*Task requirements:*
Answer these questions using the passage on Phylakopi below:
(a) When was the first town of Phylakopi built?
(b) Around what year were the larger walls rebuilt after the earthquake?
(c) Which two structures were built in Phylakopi after 1400 B.C.?

─── Page excerpt ───

At the time when the so called “Fist-Cycladic Civilization” developed in the central Aegean (3300-2000 B.C.), the islands of Naxos, Paros and Milos were considered as its significant centers. It seems like there have been sites of civilization throughout the island of Milos, even in Phylakopi. The first town of Phylakopi was built around 2200 B.C., whereas the second one was built in 2000 B.C. and it was fortified. This second town of Phylakopi was populous and organized in quarters; it had small houses, streets, a sewage system and graves outside the town walls.

 

It is estimated that the town was destroyed by an earthquake, and the walls, which were larger this time, were rebuilt around 1550 B.C. A little later, the town was destroyed again by an earthquake; it was rebuilt again and in 1400 B.C. it was destroyed for the third time. In this last period, there is much evidence attesting to the intense presence of the Minoans. After 1400 B.C., when the Aegean was dominated by the Mycenaeans, the “Mycenaean palace” and the “Mycenaean sanctuary” were built in Phylakopi. From 1250 B.C. onwards, Phylakopi was gradually being abandoned. In the 11th century, the last inhabitants abandoned the town.

─── Provided data ───

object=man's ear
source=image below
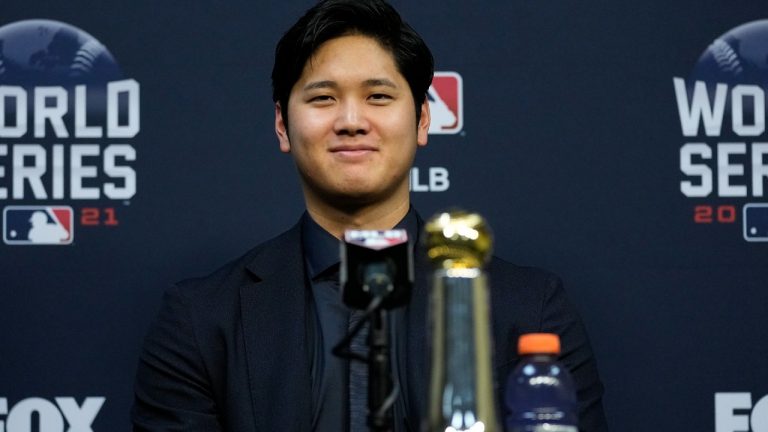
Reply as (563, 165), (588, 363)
(416, 97), (432, 147)
(275, 102), (291, 153)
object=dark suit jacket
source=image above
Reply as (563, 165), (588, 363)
(131, 224), (607, 432)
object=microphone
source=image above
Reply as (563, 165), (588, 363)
(339, 229), (413, 309)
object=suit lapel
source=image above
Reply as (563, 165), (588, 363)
(406, 217), (432, 431)
(240, 224), (312, 430)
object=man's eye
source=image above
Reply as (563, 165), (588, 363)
(370, 93), (392, 101)
(309, 95), (333, 102)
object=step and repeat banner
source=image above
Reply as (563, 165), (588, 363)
(0, 0), (768, 432)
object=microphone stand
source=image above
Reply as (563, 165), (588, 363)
(333, 262), (399, 432)
(363, 263), (398, 432)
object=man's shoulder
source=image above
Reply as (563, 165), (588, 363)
(175, 224), (301, 299)
(488, 256), (561, 289)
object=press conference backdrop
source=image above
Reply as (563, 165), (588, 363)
(0, 0), (768, 432)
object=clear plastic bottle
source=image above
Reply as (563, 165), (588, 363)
(504, 333), (578, 432)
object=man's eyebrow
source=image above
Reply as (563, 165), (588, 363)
(302, 78), (397, 91)
(303, 80), (339, 91)
(363, 78), (397, 88)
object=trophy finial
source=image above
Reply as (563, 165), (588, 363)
(425, 210), (493, 269)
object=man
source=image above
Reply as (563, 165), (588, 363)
(132, 0), (607, 431)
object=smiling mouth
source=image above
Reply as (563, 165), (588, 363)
(331, 146), (377, 157)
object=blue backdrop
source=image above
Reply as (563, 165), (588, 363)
(0, 0), (768, 432)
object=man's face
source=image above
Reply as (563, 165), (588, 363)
(275, 35), (429, 206)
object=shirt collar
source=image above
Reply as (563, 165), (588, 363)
(301, 206), (418, 279)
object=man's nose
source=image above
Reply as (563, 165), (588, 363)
(334, 100), (370, 136)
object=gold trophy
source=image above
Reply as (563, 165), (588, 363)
(426, 211), (501, 432)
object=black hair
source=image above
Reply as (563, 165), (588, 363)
(272, 0), (434, 122)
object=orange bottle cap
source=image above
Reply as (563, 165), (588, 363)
(517, 333), (560, 355)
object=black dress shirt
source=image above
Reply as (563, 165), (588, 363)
(301, 208), (418, 431)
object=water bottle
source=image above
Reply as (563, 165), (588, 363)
(504, 333), (578, 432)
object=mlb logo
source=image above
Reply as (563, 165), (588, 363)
(743, 203), (768, 241)
(3, 206), (75, 245)
(427, 72), (464, 134)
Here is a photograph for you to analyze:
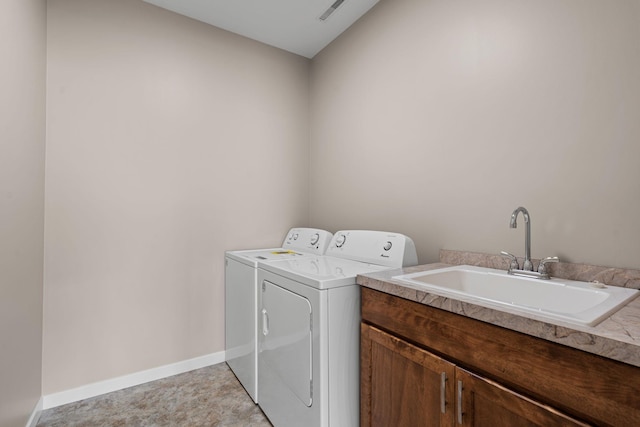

───

*Task answer:*
(a) Around 2200 B.C.
(b) Around 1550 B.C.
(c) The "Mycenaean palace" and the "Mycenaean sanctuary."